▼

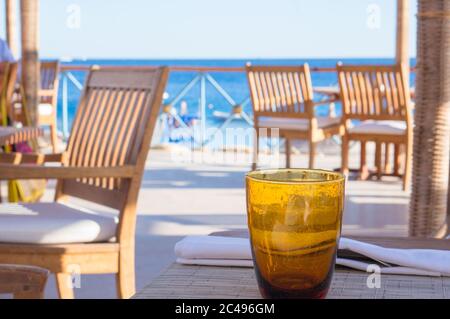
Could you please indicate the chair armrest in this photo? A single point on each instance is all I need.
(325, 102)
(25, 171)
(46, 93)
(31, 158)
(23, 281)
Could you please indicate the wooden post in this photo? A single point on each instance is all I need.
(402, 38)
(11, 26)
(428, 206)
(29, 15)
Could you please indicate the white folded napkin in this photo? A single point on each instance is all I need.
(230, 251)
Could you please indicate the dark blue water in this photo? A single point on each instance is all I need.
(234, 83)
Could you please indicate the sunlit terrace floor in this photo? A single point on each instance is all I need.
(179, 198)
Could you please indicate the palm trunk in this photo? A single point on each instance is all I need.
(29, 14)
(432, 120)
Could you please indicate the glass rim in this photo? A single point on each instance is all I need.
(339, 176)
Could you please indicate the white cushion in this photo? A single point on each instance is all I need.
(295, 124)
(53, 223)
(379, 127)
(45, 109)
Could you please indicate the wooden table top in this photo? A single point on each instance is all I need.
(206, 282)
(11, 135)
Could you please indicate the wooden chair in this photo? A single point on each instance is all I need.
(282, 97)
(8, 76)
(23, 282)
(378, 98)
(103, 163)
(48, 94)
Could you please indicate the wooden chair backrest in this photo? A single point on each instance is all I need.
(281, 91)
(113, 126)
(49, 81)
(8, 76)
(374, 92)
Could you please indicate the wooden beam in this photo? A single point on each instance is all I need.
(29, 15)
(402, 38)
(11, 26)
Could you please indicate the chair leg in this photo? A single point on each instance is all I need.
(363, 170)
(387, 157)
(63, 282)
(408, 160)
(288, 153)
(54, 137)
(397, 156)
(344, 155)
(312, 154)
(125, 278)
(378, 159)
(255, 149)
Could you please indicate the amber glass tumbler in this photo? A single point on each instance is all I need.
(294, 218)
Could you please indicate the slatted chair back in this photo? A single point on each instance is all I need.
(374, 92)
(49, 81)
(113, 127)
(281, 91)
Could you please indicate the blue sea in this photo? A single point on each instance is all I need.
(234, 83)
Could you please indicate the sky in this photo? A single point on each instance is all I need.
(163, 29)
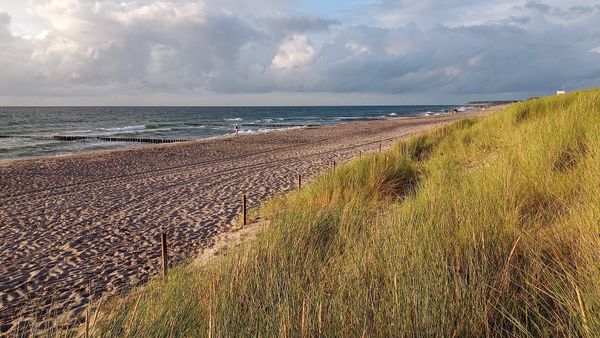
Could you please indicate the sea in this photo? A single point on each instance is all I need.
(28, 132)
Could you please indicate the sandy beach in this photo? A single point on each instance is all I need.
(89, 225)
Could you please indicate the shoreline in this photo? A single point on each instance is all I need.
(94, 218)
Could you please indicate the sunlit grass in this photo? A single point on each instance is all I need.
(485, 227)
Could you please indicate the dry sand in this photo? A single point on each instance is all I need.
(68, 225)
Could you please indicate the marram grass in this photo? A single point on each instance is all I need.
(486, 227)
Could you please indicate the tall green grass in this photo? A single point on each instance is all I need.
(486, 227)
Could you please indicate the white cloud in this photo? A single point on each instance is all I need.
(293, 52)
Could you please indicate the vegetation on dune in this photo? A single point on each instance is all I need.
(489, 226)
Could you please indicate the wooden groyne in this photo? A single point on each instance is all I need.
(269, 125)
(101, 138)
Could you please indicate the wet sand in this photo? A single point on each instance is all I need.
(90, 224)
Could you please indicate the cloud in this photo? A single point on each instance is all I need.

▲

## Exercise objective
Repeat the material above in full and unchanged, minus its images.

## Result
Could you please indicate the chair armrest in this photo? A single point on each instance is all I need.
(325, 102)
(25, 171)
(46, 93)
(31, 158)
(23, 281)
Could you please indicate the wooden post in this photo? A single point on each instance is all I need.
(402, 38)
(11, 26)
(428, 206)
(29, 15)
Could you please indicate the white folded napkin in this photo? A single point on each instance is all I need.
(230, 251)
Could you please indicate the dark blue water in this photo? A single point on each instance is all I need.
(234, 83)
Could you please indicate the sunlit terrace floor in this photo? A single point on each instance is all I need.
(179, 198)
Could you please indicate the palm trunk in this photo? A single point on each instance is all I need.
(29, 14)
(432, 120)
Could you please indicate the glass rim in this photo? A single point on each instance is all I need.
(339, 176)
Could you please indicate the white cushion in this photo? A single point on each instance is all I need.
(295, 124)
(53, 223)
(379, 127)
(45, 109)
Could you please indicate the wooden table top in this photo? A single point on each instance is all I need.
(206, 282)
(11, 135)
Could you please indicate the wooden chair in this photo? A single point on each instance is all I need.
(282, 97)
(8, 76)
(23, 282)
(378, 98)
(103, 163)
(48, 94)
Could you please indicate the wooden chair backrest in this photo? A single point on each instance is all I need.
(281, 91)
(113, 126)
(49, 81)
(8, 76)
(374, 92)
Could you please indicate the wooden beam in this photo? A single point on each instance is all I need.
(29, 15)
(402, 38)
(11, 26)
Could you please indicate the chair leg in this photo? A single point on each instance is all I need.
(363, 170)
(387, 157)
(63, 282)
(408, 160)
(288, 153)
(54, 137)
(397, 156)
(344, 155)
(312, 154)
(125, 278)
(378, 159)
(255, 149)
Could you please indicate the amber glass tumbler in this photo? A single point on each instance is all I need.
(294, 218)
Could you please indicate the slatted chair back in this photo? A single point on each instance is all I need.
(374, 92)
(49, 81)
(113, 127)
(281, 91)
Could you please indicate the blue sea in this photo? A single point on each instance is all I need.
(234, 83)
Could you please indicate the sky in this photo? A single point on each instance is all I need.
(163, 29)
Could you please indicate the sea in this photo? A single point on each instance is all I need.
(28, 132)
Could you please indicate the sandy beach in this photo? A single point on each instance is all I need.
(89, 225)
Could you please indicate the shoreline in this photo? A single point on each instance is all I need.
(94, 218)
Could you please indicate the sunlit grass in this photo? A single point on each instance is all I need.
(485, 227)
Could you please indicate the dry sand in this photo? A single point on each instance is all I need.
(68, 225)
Could you please indicate the marram grass in this photo? A single point on each instance is all I need.
(486, 227)
Could you please indicate the tall green grass in this photo? A single point on each instance is all I need.
(486, 227)
Could you please indicate the white cloud in this photo? A single point on each instance is all I need.
(293, 52)
Could you please indicate the vegetation on dune in this photo? A single point on each instance is all I need.
(489, 226)
Could you please indicate the wooden groyne in this photo? A single point on each instance is all I need.
(269, 125)
(101, 138)
Could you please indicate the wet sand in this photo? A single point on each instance is all I need.
(90, 224)
Could you please indicate the cloud in this photo? A single point on each instance is all I need.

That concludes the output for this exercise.